*TEXT SEGMENT:*
%%

Teresa Wright-Johnson
Hi Rob,
This message has me smiling. First, thanks for your support by reading my work. I am also happy to know you identified with some things written here. You prove that each of us, with different backgrounds and symptoms, are very much alike in our existence and illnesses. You continue to carry your MS with pride and reward yourself for the small battles won. Rob, thanks for making me smile and lifting my spirits. I appreciate you!!
Cynthia King
'I'd avoid myself if possible.' That's me in a nutshell.
Teresa Wright-Johnson
Hi Cynthia,
Thanksfor sharing your thoughts. I think we have all been in that space. I hope your bad days aren't many and that the good days are great. You are courageous. Thanks again for your words.
Verity
Thank you so much for writing this. My mother has MS and seems to think it’s ok to belittle or be rude to people because of it. Thank you for showing me that it still isn’t ok to be like that.
Denise
As someone w/ MS, sometimes it's hard for us to control our emotions. Depression, fatigue, anxiety and pain are the major hallmarks of this disease. I know when I am in more severe pain, I'm not very nice to be around, even though my pain is constant. How are we supposed to deal w/ strangers when our own family doesn't "get it?" My daughter said she "wanted to understand MS," but when I bought her a book, she never read it. Her MIL, who has never met me, told my SIL I "must be lazy." That shit plays w/ your mind, which is already screwed-up. It can be overwhelming, disappointing wondering "what could have been?" Maybe your mom just needs you to try and understand...vent to. Try putting yourself in her position...wanting your leg to move, but it won't...never knowing when another flare will appear...not knowing if you're destined for a wheelchair or ending-up in a nursing home. Sounds like she's scared and hurting inside.

%%

*BRIEF 1:* In the comment thread, what did Denise's daughter do with the book Denise bought her about MS?
*BRIEF 2:* Reproduce the comment thread word for word between "Cynthia King" and "be like that.", inclusive.

*PROVIDED INFORMATION:*
%%

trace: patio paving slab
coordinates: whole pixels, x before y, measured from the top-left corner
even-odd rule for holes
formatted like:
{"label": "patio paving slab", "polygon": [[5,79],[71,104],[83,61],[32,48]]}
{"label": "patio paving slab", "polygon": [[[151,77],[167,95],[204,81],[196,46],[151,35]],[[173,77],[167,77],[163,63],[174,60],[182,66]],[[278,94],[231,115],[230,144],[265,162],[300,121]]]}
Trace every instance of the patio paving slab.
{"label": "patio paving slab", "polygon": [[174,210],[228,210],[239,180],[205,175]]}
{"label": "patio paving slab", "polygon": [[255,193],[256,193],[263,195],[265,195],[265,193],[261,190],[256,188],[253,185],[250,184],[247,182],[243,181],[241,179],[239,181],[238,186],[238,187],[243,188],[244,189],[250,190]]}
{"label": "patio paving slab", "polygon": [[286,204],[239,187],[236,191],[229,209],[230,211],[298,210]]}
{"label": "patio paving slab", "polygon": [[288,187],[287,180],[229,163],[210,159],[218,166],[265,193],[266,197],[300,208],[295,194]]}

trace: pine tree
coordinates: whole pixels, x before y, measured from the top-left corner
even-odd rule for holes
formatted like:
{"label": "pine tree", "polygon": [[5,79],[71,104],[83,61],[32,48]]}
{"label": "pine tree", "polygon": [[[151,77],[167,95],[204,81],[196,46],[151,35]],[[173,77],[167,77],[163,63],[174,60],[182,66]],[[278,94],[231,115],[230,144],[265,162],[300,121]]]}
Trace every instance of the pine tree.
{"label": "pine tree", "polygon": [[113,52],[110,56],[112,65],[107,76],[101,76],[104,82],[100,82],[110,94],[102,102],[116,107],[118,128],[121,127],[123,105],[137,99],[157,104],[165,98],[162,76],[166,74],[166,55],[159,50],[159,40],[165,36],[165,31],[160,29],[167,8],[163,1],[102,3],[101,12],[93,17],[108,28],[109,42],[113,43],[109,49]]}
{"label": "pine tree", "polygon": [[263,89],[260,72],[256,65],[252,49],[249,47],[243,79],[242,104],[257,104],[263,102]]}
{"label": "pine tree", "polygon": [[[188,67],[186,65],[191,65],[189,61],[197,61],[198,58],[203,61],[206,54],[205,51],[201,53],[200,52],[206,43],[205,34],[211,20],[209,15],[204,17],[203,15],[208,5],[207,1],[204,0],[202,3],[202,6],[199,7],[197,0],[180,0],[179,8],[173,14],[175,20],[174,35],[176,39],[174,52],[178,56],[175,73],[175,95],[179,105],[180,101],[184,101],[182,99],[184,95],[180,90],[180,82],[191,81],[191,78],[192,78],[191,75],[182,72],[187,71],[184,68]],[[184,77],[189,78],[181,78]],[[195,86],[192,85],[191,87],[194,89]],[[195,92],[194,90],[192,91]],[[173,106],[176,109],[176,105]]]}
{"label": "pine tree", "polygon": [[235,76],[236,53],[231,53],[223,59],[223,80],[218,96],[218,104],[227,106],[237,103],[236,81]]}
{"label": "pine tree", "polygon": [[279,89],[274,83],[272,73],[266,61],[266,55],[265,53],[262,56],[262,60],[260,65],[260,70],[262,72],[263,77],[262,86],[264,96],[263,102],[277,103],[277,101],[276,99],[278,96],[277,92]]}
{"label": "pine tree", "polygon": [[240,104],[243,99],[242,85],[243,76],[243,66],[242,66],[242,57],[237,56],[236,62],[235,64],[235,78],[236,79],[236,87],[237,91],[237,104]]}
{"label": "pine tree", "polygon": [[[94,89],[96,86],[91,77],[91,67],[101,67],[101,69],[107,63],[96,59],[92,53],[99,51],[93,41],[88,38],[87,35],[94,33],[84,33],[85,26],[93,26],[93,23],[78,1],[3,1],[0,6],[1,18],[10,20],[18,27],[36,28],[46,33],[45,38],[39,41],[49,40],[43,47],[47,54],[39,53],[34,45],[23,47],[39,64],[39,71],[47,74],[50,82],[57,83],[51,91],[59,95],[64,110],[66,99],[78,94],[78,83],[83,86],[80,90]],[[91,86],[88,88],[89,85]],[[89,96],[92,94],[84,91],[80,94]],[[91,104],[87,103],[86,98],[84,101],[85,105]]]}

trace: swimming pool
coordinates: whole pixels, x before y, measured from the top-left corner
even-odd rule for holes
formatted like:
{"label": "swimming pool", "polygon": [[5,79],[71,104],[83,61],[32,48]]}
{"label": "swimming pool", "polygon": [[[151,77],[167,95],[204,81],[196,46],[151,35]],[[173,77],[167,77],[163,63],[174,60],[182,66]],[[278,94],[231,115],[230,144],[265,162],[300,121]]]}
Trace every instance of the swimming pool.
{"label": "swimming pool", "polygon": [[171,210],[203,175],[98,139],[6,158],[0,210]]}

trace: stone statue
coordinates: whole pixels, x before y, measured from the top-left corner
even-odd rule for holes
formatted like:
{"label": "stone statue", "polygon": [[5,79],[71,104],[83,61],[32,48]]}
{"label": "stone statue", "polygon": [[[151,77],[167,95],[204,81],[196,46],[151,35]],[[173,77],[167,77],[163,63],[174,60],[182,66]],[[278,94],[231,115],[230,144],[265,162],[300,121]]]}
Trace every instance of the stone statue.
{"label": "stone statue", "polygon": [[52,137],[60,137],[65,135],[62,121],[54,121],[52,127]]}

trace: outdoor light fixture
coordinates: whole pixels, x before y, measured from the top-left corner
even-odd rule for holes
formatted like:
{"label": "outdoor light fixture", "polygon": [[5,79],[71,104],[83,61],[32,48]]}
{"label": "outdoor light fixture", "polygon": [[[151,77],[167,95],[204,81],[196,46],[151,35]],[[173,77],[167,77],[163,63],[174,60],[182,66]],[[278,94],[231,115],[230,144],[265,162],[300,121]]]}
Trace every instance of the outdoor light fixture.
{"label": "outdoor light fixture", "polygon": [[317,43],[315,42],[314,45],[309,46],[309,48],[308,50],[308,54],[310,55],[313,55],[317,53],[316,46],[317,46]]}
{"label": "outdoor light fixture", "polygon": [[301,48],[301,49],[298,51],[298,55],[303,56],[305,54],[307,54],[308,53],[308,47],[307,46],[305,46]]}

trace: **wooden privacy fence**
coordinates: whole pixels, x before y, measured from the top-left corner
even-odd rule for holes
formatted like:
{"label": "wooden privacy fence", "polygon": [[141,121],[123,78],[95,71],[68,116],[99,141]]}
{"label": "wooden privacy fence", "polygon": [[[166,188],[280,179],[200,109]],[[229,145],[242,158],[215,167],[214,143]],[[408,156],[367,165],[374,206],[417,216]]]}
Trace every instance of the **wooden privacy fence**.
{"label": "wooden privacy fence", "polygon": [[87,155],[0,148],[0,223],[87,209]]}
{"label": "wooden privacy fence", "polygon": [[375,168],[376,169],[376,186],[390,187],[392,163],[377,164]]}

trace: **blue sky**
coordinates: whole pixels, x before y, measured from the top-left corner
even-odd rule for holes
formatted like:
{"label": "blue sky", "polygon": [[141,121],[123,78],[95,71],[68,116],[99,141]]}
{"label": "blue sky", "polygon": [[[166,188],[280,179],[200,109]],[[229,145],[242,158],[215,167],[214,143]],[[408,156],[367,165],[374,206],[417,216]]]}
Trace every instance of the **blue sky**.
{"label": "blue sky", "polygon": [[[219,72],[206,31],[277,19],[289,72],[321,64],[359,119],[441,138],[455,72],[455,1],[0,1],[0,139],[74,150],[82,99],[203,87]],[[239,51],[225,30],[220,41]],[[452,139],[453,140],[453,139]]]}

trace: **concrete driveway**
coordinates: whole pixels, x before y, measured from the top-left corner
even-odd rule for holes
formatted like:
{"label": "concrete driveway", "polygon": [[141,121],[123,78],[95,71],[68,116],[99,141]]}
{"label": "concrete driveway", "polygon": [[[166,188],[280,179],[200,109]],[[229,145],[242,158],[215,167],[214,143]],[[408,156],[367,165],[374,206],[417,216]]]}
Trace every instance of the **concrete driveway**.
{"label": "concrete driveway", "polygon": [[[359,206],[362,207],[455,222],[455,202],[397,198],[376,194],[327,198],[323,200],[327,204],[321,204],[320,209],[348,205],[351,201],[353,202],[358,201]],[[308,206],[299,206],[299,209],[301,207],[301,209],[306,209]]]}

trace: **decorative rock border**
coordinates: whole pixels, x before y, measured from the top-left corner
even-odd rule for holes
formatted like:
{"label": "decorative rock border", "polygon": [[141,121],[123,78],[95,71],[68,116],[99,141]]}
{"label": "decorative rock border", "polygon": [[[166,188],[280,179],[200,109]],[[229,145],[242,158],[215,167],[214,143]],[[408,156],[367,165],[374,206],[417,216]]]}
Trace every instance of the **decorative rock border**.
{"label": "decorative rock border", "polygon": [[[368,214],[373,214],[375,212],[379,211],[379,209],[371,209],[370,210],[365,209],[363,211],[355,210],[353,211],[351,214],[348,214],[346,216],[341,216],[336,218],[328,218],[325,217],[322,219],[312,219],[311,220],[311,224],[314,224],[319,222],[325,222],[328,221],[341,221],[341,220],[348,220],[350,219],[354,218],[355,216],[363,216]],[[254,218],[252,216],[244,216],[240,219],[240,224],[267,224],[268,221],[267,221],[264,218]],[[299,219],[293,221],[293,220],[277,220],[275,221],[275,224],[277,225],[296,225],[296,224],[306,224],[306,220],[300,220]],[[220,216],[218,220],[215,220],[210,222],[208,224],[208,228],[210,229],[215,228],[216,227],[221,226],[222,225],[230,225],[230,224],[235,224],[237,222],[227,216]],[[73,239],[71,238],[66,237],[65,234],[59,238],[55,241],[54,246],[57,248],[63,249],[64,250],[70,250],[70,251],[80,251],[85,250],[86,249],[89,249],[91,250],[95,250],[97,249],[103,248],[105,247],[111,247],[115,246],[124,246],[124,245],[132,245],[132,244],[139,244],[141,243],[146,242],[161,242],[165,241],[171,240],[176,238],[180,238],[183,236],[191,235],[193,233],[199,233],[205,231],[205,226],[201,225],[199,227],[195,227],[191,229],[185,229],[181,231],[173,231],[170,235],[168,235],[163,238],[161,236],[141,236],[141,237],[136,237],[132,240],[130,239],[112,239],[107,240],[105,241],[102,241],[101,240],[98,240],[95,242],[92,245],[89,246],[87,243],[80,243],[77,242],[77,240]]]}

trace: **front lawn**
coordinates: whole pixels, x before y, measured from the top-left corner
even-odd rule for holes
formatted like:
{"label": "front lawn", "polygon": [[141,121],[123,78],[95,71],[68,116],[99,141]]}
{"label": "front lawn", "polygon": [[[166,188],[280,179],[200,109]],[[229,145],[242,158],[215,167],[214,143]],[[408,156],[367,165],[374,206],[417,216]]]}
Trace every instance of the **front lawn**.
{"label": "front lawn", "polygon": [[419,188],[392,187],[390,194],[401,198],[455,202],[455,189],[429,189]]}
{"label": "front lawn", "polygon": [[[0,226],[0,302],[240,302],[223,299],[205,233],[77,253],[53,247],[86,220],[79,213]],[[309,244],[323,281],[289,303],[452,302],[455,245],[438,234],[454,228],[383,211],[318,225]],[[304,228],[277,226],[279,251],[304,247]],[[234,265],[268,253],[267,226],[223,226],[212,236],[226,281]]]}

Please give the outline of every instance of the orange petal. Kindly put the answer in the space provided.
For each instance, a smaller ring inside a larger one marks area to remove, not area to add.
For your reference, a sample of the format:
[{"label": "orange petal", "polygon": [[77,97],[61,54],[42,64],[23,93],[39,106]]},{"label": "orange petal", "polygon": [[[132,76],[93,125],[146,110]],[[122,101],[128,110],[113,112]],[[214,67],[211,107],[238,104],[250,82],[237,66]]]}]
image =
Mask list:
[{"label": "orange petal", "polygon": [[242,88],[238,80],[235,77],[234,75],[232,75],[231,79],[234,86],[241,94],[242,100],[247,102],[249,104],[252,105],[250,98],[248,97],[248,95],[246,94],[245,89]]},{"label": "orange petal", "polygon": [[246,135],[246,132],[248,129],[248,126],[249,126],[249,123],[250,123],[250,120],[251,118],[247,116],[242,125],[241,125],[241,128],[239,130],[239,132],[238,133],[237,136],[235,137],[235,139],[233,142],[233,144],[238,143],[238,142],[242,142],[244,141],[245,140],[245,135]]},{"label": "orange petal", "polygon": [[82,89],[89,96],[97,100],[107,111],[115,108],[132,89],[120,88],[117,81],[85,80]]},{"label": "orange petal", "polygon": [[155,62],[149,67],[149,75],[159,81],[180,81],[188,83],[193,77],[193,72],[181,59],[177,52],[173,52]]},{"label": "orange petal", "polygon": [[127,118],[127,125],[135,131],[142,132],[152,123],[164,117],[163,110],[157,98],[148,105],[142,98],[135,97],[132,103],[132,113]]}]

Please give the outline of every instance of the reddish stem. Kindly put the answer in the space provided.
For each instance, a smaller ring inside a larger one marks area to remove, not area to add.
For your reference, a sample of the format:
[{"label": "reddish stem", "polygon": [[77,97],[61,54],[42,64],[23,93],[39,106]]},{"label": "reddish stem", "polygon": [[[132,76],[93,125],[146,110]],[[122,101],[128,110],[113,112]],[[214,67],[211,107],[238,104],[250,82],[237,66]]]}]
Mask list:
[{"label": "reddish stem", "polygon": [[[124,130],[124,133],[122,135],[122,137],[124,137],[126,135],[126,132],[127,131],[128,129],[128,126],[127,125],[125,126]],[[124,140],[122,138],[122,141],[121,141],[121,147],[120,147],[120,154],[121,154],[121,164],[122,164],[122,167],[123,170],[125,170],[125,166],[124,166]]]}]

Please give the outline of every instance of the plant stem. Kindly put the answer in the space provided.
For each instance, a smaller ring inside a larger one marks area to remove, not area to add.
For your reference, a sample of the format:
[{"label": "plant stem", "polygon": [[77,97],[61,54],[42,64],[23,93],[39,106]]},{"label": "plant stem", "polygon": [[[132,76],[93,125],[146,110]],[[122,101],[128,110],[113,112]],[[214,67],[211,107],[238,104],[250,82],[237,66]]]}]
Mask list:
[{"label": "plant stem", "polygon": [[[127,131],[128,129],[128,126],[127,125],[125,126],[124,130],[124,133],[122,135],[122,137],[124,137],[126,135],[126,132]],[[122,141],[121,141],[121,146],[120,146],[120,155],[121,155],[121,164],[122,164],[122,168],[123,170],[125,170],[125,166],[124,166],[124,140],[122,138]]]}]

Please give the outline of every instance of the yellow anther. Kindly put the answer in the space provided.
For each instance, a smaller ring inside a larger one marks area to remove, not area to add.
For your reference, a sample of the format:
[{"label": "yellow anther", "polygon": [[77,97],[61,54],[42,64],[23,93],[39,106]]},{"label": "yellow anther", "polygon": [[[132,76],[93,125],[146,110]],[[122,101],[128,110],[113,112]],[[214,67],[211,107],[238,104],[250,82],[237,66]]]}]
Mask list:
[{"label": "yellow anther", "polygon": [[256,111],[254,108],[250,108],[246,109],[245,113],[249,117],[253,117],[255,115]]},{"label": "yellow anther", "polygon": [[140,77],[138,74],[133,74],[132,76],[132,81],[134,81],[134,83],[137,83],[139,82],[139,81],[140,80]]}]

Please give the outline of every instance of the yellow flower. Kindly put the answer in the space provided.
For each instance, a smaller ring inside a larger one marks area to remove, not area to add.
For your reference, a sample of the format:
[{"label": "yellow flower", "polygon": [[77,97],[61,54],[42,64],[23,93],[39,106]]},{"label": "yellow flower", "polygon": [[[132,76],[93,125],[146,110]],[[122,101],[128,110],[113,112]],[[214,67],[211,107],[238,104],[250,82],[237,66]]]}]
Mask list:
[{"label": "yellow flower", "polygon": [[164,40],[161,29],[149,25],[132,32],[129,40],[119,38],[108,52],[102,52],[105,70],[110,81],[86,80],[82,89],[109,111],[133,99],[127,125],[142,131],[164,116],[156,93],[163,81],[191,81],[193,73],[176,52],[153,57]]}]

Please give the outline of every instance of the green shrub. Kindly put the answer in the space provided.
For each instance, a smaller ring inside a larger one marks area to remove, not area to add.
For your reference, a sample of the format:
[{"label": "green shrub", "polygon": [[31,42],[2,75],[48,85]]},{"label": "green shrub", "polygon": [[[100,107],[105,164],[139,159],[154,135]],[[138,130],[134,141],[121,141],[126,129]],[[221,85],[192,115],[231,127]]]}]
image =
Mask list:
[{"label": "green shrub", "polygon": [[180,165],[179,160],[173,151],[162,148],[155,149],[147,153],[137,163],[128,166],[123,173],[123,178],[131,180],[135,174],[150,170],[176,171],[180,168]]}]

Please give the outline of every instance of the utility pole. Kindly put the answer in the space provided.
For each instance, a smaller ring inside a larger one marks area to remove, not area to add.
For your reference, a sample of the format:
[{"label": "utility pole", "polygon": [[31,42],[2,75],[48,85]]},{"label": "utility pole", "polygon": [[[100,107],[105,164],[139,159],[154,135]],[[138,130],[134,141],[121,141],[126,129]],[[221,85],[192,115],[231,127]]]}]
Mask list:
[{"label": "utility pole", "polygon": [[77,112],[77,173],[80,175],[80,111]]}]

%%

*YOUR RESPONSE 1:* She never read it.

*YOUR RESPONSE 2:*
Cynthia King
'I'd avoid myself if possible.' That's me in a nutshell.
Teresa Wright-Johnson
Hi Cynthia,
Thanksfor sharing your thoughts. I think we have all been in that space. I hope your bad days aren't many and that the good days are great. You are courageous. Thanks again for your words.
Verity
Thank you so much for writing this. My mother has MS and seems to think it’s ok to belittle or be rude to people because of it. Thank you for showing me that it still isn’t ok to be like that.